Start of INPUT DATA
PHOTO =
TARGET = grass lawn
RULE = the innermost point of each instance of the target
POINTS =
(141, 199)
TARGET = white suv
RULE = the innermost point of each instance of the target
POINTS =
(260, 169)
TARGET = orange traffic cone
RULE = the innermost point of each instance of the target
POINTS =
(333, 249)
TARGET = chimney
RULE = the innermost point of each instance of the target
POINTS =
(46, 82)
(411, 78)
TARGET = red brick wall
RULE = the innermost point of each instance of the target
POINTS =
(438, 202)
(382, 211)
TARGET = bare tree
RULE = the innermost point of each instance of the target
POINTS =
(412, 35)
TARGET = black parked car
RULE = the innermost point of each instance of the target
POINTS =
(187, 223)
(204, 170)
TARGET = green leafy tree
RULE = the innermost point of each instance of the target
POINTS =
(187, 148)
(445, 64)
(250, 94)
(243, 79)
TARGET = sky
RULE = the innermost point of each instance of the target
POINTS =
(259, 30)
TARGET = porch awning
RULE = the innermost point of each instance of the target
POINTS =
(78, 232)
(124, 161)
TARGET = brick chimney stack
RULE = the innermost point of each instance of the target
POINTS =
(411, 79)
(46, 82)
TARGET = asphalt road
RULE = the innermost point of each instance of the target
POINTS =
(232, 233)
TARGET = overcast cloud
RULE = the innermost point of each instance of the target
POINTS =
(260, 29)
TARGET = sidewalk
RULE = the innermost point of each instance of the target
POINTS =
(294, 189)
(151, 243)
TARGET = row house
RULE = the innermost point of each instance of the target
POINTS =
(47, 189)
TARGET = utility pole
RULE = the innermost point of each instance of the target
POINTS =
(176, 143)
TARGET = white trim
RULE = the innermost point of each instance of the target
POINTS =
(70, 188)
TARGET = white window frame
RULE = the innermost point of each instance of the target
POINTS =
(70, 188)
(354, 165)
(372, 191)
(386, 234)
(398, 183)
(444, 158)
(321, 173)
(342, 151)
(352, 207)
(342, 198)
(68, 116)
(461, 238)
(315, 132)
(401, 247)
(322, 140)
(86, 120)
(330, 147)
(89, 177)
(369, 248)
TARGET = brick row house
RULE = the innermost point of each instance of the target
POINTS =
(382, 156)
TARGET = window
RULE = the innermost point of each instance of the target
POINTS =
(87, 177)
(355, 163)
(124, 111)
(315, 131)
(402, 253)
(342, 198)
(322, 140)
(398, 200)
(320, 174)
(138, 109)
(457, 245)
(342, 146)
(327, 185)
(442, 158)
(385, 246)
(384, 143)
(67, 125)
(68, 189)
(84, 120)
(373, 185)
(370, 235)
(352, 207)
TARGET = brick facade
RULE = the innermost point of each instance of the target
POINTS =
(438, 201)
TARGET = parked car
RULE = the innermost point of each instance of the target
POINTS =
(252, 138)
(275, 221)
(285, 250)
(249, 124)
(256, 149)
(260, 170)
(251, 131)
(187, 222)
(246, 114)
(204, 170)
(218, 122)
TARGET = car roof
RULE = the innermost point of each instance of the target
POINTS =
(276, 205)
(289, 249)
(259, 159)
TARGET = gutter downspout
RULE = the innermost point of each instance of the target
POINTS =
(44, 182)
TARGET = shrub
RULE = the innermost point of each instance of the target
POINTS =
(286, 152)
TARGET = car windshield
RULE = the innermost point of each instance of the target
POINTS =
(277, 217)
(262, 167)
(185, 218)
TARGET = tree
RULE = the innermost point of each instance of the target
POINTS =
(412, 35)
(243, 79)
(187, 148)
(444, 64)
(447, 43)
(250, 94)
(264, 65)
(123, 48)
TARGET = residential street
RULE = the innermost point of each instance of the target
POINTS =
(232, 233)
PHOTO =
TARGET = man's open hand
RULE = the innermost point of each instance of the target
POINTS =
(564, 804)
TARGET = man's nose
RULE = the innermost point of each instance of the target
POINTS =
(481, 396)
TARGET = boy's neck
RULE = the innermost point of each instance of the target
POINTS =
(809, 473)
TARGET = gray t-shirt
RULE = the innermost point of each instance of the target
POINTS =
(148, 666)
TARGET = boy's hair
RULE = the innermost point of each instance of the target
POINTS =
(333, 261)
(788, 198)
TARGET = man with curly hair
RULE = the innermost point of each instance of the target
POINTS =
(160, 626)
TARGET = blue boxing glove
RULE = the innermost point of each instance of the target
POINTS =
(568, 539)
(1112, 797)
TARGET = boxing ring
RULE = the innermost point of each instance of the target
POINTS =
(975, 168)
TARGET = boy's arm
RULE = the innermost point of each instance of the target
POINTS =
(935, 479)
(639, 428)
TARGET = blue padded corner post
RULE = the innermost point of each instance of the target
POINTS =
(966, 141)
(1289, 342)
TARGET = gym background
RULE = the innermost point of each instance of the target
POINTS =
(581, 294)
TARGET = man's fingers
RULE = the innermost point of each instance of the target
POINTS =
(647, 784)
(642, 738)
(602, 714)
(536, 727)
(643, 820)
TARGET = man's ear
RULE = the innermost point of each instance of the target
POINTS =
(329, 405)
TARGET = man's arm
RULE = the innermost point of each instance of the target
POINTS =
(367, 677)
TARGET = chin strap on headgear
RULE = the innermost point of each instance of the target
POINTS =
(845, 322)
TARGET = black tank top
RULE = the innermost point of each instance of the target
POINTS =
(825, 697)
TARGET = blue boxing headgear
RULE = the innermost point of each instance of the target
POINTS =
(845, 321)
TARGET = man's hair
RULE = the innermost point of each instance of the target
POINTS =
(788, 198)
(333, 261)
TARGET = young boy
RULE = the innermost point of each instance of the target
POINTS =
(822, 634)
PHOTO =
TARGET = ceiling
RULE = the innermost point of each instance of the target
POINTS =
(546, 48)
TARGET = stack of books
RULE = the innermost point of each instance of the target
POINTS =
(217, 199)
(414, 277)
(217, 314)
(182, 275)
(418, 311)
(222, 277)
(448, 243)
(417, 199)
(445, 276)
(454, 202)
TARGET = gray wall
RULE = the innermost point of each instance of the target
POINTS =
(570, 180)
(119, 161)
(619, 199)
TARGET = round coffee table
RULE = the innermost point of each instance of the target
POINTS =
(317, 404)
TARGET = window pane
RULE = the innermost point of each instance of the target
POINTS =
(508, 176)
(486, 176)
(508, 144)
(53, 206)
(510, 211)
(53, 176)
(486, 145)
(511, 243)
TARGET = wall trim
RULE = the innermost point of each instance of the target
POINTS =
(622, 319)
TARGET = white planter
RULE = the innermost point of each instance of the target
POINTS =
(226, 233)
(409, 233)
End of INPUT DATA
TASK PROMPT: When you answer, repeat all of the material exactly as given.

SOLUTION TO THIS EXERCISE:
PHOTO =
TARGET = grass lawn
RULE = the innermost point of each instance of the target
POINTS =
(141, 199)
TARGET = white suv
RULE = the innermost point of each instance of the target
POINTS =
(260, 169)
TARGET = orange traffic cone
RULE = the innermost point of each instance of the target
POINTS =
(333, 249)
TARGET = chimney
RULE = the innermost point of each instance of the target
POINTS =
(46, 82)
(411, 78)
TARGET = red brick wall
RULE = the innermost point of each instance of the target
POINTS =
(438, 202)
(382, 211)
TARGET = bare tree
RULE = the innermost point of each instance of the target
POINTS =
(412, 35)
TARGET = black parked car
RULE = the innermost point of each instance of the target
POINTS =
(187, 223)
(204, 170)
TARGET = green leafy tree
RULE = the innermost point of each instance of the target
POINTS =
(187, 148)
(445, 64)
(250, 94)
(243, 79)
TARGET = sky
RULE = the innermost point of each instance of the target
POINTS =
(259, 30)
TARGET = porch awning
RULE = the innermost point of each instance of the target
POINTS =
(78, 232)
(124, 161)
TARGET = brick chimney stack
RULE = the innermost point of each instance of the target
POINTS =
(411, 79)
(46, 82)
TARGET = asphalt road
RULE = the innermost point of each instance of the target
POINTS =
(232, 233)
TARGET = overcast cloud
RULE = the innermost point of each instance of the target
POINTS =
(260, 29)
TARGET = sidewalk
RULE = the innermost point of each instance of the target
POINTS =
(294, 189)
(151, 243)
TARGET = row house
RULE = the innermost point of each instance of the target
POINTS =
(47, 189)
TARGET = utility pole
RULE = the innermost point of each instance of the target
POINTS =
(176, 143)
TARGET = white trim
RULE = the innermost point of each instance of the target
POINTS =
(70, 188)
TARGET = white window frame
RULE = the innermost point of each instance of the target
POINTS =
(70, 188)
(354, 165)
(372, 191)
(386, 234)
(398, 183)
(444, 158)
(321, 173)
(342, 151)
(352, 207)
(342, 198)
(68, 116)
(461, 238)
(315, 132)
(401, 247)
(322, 140)
(86, 120)
(330, 147)
(89, 177)
(369, 248)
TARGET = brick row house
RULE = the innermost point of each instance of the target
POINTS =
(382, 156)
TARGET = window
RULE = the innermost point of each instance of the target
POINTS =
(87, 177)
(355, 163)
(124, 111)
(315, 131)
(402, 253)
(342, 198)
(322, 140)
(398, 200)
(320, 174)
(138, 109)
(457, 245)
(342, 146)
(327, 185)
(442, 158)
(385, 246)
(384, 143)
(67, 125)
(68, 189)
(84, 120)
(373, 185)
(370, 235)
(352, 207)
TARGET = brick facade
RULE = the innermost point of each instance of the target
POINTS =
(438, 201)
TARGET = parked car
RULE = the innermost point of each instance of the target
POINTS =
(252, 138)
(275, 221)
(285, 250)
(249, 124)
(256, 149)
(260, 170)
(251, 131)
(187, 222)
(246, 114)
(204, 170)
(218, 122)
TARGET = car roof
RULE = the innermost point of each instance of the target
POINTS =
(276, 205)
(289, 249)
(259, 159)
TARGET = gutter downspout
RULE = the innermost point of each instance of the target
POINTS =
(44, 182)
TARGET = shrub
RULE = the innermost point of each instance of the target
POINTS =
(286, 152)
TARGET = car windshield
RULE = the innermost point of each instance of the target
POINTS =
(277, 217)
(262, 167)
(185, 218)
TARGET = tree
RULE = the innermost point of each instance of the target
POINTS =
(412, 35)
(243, 79)
(187, 148)
(444, 64)
(447, 43)
(250, 94)
(264, 65)
(123, 48)
TARGET = residential street
RULE = the innermost point of each instance of the target
POINTS =
(232, 233)
PHOTO =
TARGET = man's open hand
RULE = the innermost point of each instance of the target
POINTS =
(564, 804)
TARGET = man's nose
RULE = the innermost point of each instance of the target
POINTS =
(481, 396)
TARGET = boy's neck
RULE = the innermost point of each instance of the target
POINTS =
(809, 473)
TARGET = gray t-shirt
RULE = the innermost point of each instance of the target
POINTS =
(148, 666)
TARGET = boy's hair
RULE = the innermost point of each instance of the target
POINTS =
(333, 261)
(788, 198)
TARGET = man with curly hair
RULE = the innermost point of each instance of the target
POINTS =
(160, 626)
TARGET = blue boxing glove
RULE = the innermost point of each instance of the target
POINTS =
(568, 539)
(1112, 797)
TARGET = boxing ring
RULE = the innermost point of each instance of the target
POINTS =
(975, 168)
TARGET = boy's arm
RULE = the innermost point of each instance of the target
POINTS =
(935, 479)
(639, 428)
TARGET = blue padded corner post
RULE = the innermost point of each instance of the target
POINTS =
(966, 141)
(1289, 342)
TARGET = gym background
RULE = the innermost point of each instance of the target
POINTS =
(581, 294)
TARGET = man's fingers
RULE = the innermost point of each instance of the target
POINTS =
(647, 784)
(642, 738)
(602, 714)
(536, 727)
(643, 820)
TARGET = man's ear
RULE = the innermost point of each instance of the target
POINTS =
(329, 405)
TARGET = man's arm
RULE = the innermost point of each instance of the target
POINTS =
(367, 677)
TARGET = chin strap on headgear
RULE = the innermost point of each instance of the target
POINTS =
(845, 322)
TARGET = black tank top
RULE = the innermost point of each instance of the target
POINTS =
(825, 697)
TARGET = blue boxing headgear
RULE = the innermost point of each instance of the target
POINTS =
(845, 321)
TARGET = man's hair
RULE = the innermost point of each instance of the target
POINTS =
(788, 198)
(333, 261)
TARGET = young boy
RULE = the innermost point of each instance of the target
POINTS =
(822, 634)
PHOTO =
TARGET = ceiling
RULE = the innermost point of each instance of the target
POINTS =
(546, 48)
TARGET = stack of books
RULE = the innermost point of each instance of the target
POINTS =
(217, 199)
(414, 277)
(217, 314)
(182, 275)
(418, 311)
(222, 277)
(448, 243)
(417, 199)
(445, 276)
(454, 202)
TARGET = gray wall
RULE = the innermost point of each instance of the target
POINTS =
(570, 180)
(119, 161)
(619, 199)
TARGET = round coffee table
RULE = the innermost point of each instance of the target
POINTS =
(317, 404)
TARGET = window pane
RULE = the innermost point of each instance of the target
POINTS =
(508, 176)
(486, 176)
(508, 144)
(53, 206)
(510, 211)
(53, 176)
(486, 145)
(511, 243)
TARGET = wall trim
RULE = the innermost point of each instance of the target
POINTS =
(622, 319)
TARGET = white planter
RULE = the innermost point of each instance of the target
POINTS =
(226, 233)
(409, 233)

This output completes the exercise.